DIRECTIVE |
Please update the entries below by replacing "Trace the outline of" with "Outline" everywhere it appears, leaving all other text unchanged. Omit the pictures from your answer.

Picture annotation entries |

********

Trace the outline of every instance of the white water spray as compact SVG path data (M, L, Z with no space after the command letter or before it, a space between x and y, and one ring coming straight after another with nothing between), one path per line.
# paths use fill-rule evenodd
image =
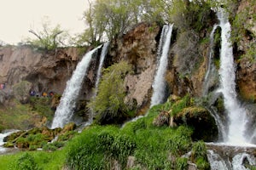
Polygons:
M229 170L226 166L225 161L223 160L218 154L214 153L213 150L207 150L207 158L210 162L211 170Z
M212 59L214 54L214 32L218 26L214 25L213 29L210 34L210 53L209 53L209 58L208 58L208 65L207 65L207 71L206 73L205 78L204 78L204 89L203 89L203 96L207 95L208 93L209 88L209 83L210 83L210 76L211 73L215 70L214 65L212 64Z
M67 87L56 109L51 128L63 128L65 124L70 122L76 106L76 99L79 94L92 55L101 47L88 52L78 64L72 77L67 82Z
M104 43L102 50L102 54L101 54L101 57L100 57L100 65L99 65L99 68L97 71L97 76L96 76L96 82L95 84L95 89L97 91L98 89L98 86L99 86L99 82L100 82L100 79L101 79L101 76L102 76L102 68L105 60L105 57L107 55L108 53L108 46L109 46L109 42Z
M230 125L227 143L245 144L246 110L236 99L236 75L232 44L230 43L230 24L224 10L218 12L221 27L220 69L221 87L219 91L224 95L224 106L228 111Z
M163 102L165 97L165 74L168 64L168 52L170 48L171 37L173 24L164 26L158 47L158 69L153 83L153 95L151 97L150 107Z

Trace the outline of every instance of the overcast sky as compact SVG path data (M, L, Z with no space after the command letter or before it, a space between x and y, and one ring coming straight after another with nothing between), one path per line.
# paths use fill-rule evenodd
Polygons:
M40 31L44 16L52 26L60 24L71 35L82 32L87 8L87 0L0 0L0 40L17 43L34 37L28 30Z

********

WRITTEN SOLUTION |
Outline every instance of the white water spray as compact SVG path data (M, L, Z with no space after the command letter or before it, a space between x and y, and one ring coming straight after another with nothing between), one path per line.
# paths use fill-rule evenodd
image =
Polygons:
M229 170L226 166L225 161L223 160L218 154L214 153L213 150L207 150L207 158L210 162L211 170Z
M212 59L214 54L214 32L218 26L214 25L213 29L210 34L210 53L209 53L209 58L208 58L208 65L207 65L207 71L206 73L205 78L204 78L204 89L203 89L203 96L207 95L208 93L209 88L209 83L210 83L210 76L211 73L215 70L214 65L212 64Z
M67 87L56 109L51 128L63 128L65 124L70 122L76 106L76 99L79 94L92 55L101 47L88 52L78 64L72 77L67 82Z
M104 43L102 50L102 54L101 54L101 57L100 57L100 65L99 65L99 68L97 71L97 76L96 76L96 82L95 84L95 89L97 91L98 89L98 86L99 86L99 82L100 82L100 79L101 79L101 76L102 76L102 68L105 60L105 57L107 55L108 53L108 46L109 46L109 42Z
M230 125L227 143L245 144L246 110L236 99L236 75L232 44L230 43L230 24L224 10L218 12L221 27L220 69L221 87L219 91L224 95L224 106L228 111Z
M163 102L165 97L165 74L168 64L168 52L170 48L171 37L173 24L164 26L158 47L158 69L153 83L153 95L151 97L150 107Z

Outline every instance of the overcast sky as compact SVG path data (M, L, Z with no space after the command letter or before it, a space between x and y, and one ring coming straight after another with nothing between), one path per line.
# paths use fill-rule evenodd
Polygons:
M40 31L44 16L52 26L60 24L71 35L82 32L87 8L87 0L0 0L0 40L17 43L34 37L28 30Z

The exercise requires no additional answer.